» **Selected passage**:
>> BEGIN
Plotting a box and whisker plot highlights many outliers at the upper end. However, the mean and median values feel reasonable, at 60kWh/m²/year and 44kWh/m²/year respectively. A new build household in the UK (which has to adhere to certain energy efficiency standards) may have an electricity consumption in the range of 34-104kWh/m²/year.
There is clearly a huge spread in energy consumption values, with much of the upper end feeling unreasonable high, the median is probably a better indicator of typical energy performance, as the mean is being skewed by the high values. In Figure 8, we have plotted annual energy consumption against floor area again, but this time the median energy consumption has been calculated in bins of 25m² of floor area. We see a much nicer correlation, there is a clear positive relationship between floor area and median values of energy consumption in this dataset.
2. Number of occupants
One would expect that the number of occupants would impact the energy demands of a building. With increasing inhabitants, it would be reasonable to assume a greater use of electrical appliances. However, the data has not shown a correlation between two variables, as indicated by the extremely weak R² value in Figure 9 below. The cause of this poor relationship is unknown, though it may be due to the varying ratios of adults to children within households, or it could be that we have a very heterogeneous population in terms of energy consumption, i.e. wealthier individuals may consume more energy than those that have less money.
3. Household income
As a household’s financial income increases it could be expected that their electricity consumption may increase, due to less concern over energy bills and a greater number of appliances, with those appliances potentially being more power-hungry than their less luxurious counterparts. Conversely, a higher-income household may be purchasing higher-end products that are more energy-efficient. For developing countries, the effects of increasing energy efficiency are thought to be less strong than the effects of increasing energy consumption with increasing income.
In the chart below, when looking at the scatter points, a relationship is not easily visible, however, the linear line has shown a positive relationship. Interestingly, its R² value is actually better than the R² seen in the plot against the floor area.
Calculating the median annual energy consumption in bins of 100 US$ PPP of monthly income, we see a very strong correlation. It is clear that the higher-income households are consuming more electricity when looking at the median values.
4. Water Access
An interesting finding has been that a household’s access to water has a significant impact on its electricity consumption. Those with access to piped running water in their homes are consuming more electricity than those that collect water from a nearby river. The access to water is likely to be an indication of wealth, which we have seen to make an impact on energy consumption, but it is also thought that access to running water may increase the use of electric water heaters. Households that do not have running water are more likely to be in rural settings where access to infrastructure is less likely, such households may have a greater tendency to use biomass for water heating than urban dwellings.
From the box and whisker plots in Figure 12 below, it can be seen that those with a tap in their house have the highest median energy consumption (highlighted by the orange line in the box), then there is a significant drop in households that either get running water from a tap in their yard, from a street tap and those that collect water from a nearby river, dam or borehole.
>> END
» **Information provided**:
>> BEGIN
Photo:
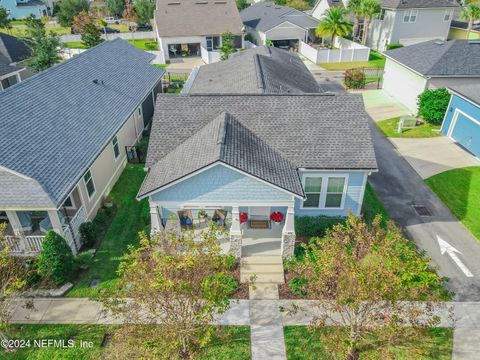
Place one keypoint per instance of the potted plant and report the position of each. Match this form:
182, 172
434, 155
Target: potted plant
276, 217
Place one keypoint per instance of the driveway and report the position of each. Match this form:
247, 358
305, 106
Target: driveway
431, 156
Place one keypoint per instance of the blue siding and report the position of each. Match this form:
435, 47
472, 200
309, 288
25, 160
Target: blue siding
466, 132
352, 200
221, 184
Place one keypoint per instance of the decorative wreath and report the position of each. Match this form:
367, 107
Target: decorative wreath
243, 217
276, 216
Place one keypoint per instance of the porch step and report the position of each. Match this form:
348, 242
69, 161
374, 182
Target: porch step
266, 269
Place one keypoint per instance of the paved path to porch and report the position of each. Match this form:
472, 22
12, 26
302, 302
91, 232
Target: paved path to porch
264, 317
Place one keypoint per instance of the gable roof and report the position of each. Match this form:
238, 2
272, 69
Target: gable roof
13, 49
417, 4
267, 135
197, 17
261, 70
265, 15
227, 141
470, 92
65, 119
440, 58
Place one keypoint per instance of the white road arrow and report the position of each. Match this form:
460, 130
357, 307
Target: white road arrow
450, 250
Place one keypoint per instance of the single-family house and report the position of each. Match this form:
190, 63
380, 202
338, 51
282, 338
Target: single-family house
284, 26
410, 22
462, 119
410, 70
64, 135
261, 70
186, 28
19, 9
254, 162
13, 53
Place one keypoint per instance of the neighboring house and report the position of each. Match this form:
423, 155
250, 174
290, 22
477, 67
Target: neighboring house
19, 9
410, 22
261, 70
410, 70
301, 155
458, 30
187, 28
462, 119
63, 139
284, 26
13, 53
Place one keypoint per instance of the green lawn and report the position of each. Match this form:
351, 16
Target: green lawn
459, 189
233, 344
434, 343
131, 217
389, 129
376, 60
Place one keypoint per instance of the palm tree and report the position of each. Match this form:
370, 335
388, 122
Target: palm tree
470, 13
333, 23
368, 9
354, 7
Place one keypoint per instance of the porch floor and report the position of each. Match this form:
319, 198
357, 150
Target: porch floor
262, 242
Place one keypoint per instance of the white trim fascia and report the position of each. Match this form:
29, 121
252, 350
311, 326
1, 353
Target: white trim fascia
199, 171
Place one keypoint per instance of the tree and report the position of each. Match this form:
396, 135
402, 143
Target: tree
91, 36
362, 277
55, 261
333, 23
80, 20
470, 13
144, 10
4, 19
354, 7
227, 47
116, 7
176, 281
44, 47
368, 9
432, 105
69, 9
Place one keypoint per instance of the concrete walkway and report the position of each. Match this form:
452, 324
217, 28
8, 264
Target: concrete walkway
431, 156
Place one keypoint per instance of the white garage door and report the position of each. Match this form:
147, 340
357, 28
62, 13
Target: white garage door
403, 84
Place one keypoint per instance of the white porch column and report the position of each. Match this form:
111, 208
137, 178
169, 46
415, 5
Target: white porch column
236, 234
288, 233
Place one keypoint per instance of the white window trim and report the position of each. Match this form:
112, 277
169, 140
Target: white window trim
85, 184
323, 193
116, 157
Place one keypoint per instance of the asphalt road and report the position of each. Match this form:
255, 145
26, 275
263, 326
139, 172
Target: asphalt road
399, 187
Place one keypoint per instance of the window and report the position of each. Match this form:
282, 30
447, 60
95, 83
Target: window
89, 185
410, 16
313, 189
116, 148
448, 15
335, 192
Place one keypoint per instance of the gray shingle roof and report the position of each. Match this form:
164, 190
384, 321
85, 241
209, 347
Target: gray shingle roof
265, 15
417, 4
310, 131
228, 141
259, 70
12, 48
470, 91
197, 17
441, 58
64, 120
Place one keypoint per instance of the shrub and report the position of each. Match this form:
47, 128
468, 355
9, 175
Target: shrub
355, 79
315, 226
55, 261
432, 105
88, 233
394, 46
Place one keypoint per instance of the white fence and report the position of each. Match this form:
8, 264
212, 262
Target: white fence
347, 51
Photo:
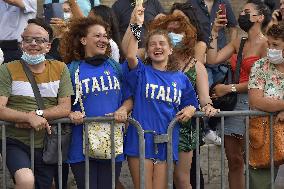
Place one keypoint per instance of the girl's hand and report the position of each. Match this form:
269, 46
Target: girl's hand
120, 115
220, 22
186, 113
209, 110
221, 90
76, 117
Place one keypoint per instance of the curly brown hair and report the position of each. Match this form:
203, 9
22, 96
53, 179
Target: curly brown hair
172, 65
70, 47
186, 48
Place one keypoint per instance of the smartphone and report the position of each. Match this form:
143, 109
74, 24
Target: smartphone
222, 7
53, 10
279, 17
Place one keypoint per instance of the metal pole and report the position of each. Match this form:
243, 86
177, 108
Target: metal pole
222, 154
197, 155
87, 163
112, 154
271, 151
4, 156
247, 152
59, 156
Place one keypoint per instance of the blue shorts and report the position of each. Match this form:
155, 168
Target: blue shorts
18, 157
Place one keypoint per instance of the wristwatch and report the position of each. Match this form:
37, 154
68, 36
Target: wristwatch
233, 88
39, 113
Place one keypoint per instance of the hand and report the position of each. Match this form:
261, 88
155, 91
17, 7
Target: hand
186, 113
220, 90
280, 117
23, 125
137, 15
209, 110
274, 16
38, 123
220, 22
76, 117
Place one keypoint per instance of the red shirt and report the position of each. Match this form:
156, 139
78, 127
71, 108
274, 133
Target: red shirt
245, 66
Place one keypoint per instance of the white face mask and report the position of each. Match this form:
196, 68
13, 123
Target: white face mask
275, 56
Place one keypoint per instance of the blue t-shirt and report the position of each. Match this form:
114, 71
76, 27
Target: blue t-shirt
102, 94
158, 96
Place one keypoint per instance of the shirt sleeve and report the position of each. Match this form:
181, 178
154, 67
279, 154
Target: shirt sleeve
232, 22
30, 6
188, 96
65, 86
257, 77
5, 81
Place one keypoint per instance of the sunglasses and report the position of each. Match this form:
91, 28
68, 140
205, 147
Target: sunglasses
38, 40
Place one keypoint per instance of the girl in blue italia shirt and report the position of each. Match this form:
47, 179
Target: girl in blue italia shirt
102, 93
160, 94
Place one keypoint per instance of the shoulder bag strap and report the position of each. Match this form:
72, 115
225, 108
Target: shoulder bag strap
29, 74
239, 60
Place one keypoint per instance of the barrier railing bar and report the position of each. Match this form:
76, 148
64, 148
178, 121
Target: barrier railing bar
170, 153
197, 155
271, 151
59, 157
32, 148
112, 155
4, 156
247, 152
222, 154
87, 162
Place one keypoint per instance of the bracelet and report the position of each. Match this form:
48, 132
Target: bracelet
209, 103
136, 31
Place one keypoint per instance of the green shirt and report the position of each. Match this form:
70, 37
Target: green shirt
54, 82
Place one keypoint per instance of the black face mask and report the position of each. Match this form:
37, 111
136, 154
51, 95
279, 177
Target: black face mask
245, 23
96, 60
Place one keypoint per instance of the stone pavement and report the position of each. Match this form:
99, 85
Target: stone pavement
211, 171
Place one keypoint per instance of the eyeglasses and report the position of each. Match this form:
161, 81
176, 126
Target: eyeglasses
38, 40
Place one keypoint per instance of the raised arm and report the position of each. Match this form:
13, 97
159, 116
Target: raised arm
130, 41
213, 55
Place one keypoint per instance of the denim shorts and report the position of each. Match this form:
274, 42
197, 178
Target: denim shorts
18, 157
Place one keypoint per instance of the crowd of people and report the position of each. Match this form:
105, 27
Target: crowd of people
135, 59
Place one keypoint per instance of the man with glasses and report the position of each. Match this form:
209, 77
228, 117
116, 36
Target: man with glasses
14, 15
18, 105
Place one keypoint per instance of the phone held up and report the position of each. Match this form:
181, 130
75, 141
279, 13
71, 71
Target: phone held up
222, 8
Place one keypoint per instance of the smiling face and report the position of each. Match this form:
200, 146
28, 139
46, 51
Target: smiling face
96, 41
159, 48
35, 40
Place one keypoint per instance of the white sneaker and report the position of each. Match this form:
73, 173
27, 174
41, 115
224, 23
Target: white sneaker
212, 138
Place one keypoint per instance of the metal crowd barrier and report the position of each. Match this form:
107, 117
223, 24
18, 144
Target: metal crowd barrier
222, 115
161, 139
65, 120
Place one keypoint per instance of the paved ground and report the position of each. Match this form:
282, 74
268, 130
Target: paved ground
210, 170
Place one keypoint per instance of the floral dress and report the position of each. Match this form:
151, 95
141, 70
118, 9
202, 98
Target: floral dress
266, 77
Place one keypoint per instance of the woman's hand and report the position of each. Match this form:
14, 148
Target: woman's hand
186, 113
76, 117
209, 110
221, 90
220, 22
120, 115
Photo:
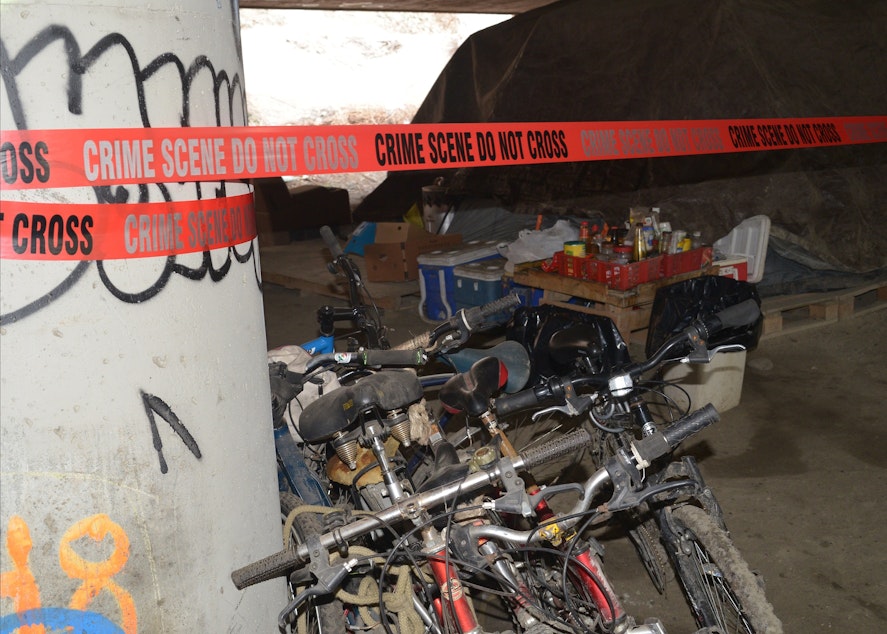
>> END
» **Brief A**: In the passage on household electricity consumption, what mean and median values are reported?
» **Brief B**: Please transcribe the part of the passage on household electricity consumption that opens with the words containing "In the chart" and closes with "the floor area.".
» **Brief C**: Go on with the passage on household electricity consumption from where it stops.
The records have nothing to do with the passage on household electricity consumption.

» **Result A**: The mean is 60kWh/m²/year and the median is 44kWh/m²/year.

» **Result B**:
In the chart below, when looking at the scatter points, a relationship is not easily visible, however, the linear line has shown a positive relationship. Interestingly, its R² value is actually better than the R² seen in the plot against the floor area.

» **Result C**:
5. Demand models
The aim of this analysis was to develop energy benchmarks for households in Sub-Saharan Africa. The industry standard energy per meter squared metric has shown a huge range in values, which is surprising given that the dataset contained predominantly residential households. To attempt to improve on this standard benchmark, the below two charts display linear models which incorporate the effects of monthly income and water access on the median energy per meter squared, in monthly income bins of 100 US$ PPP.
The relationship with monthly income alone retains a strong positive correlation, with an R² of almost 0.8. Interestingly, when splitting for the water access type, the relationship with increasing income is not as strong, though there is still a weak positive trend (see Figure 14 below). The inside tap model includes households that were labeled as having “tap inside the house”, the outside model includes those households that were labeled as having “tap in the yard”, “block/street taps” or “nearby river/dam/borehole”.
6. Daily load profiles
When sizing a PV system, we not only want to understand a household’s annual or daily energy demand but also how that demand varies throughout the day. Solar PV generation will follow a similar pattern each day that coincides with the amount of solar irradiance hitting the earth’s surface. The sun comes up in the morning, reaches a peak around midday, then tails off in the evening. Ideally, we would consume electricity at the same time as we generate from PV, otherwise, we will need to take electricity from the grid, or have some kind of backup storage such as batteries.
The hourly level of granularity in this South African dataset meant that we could analyze thousands of daily load profiles. An average weekday and weekend day profile was calculated for each of the 5,500 households. The profiles were then normalized by dividing each hour’s consumption by the total daily consumption, this results in each hourly point being the fraction of daily energy consumed at that hour. The sum of all the hourly points will be equal to one. This method allows us to compare the shape of consumption across different households equally, as the shape is irrespective of the magnitude of consumption.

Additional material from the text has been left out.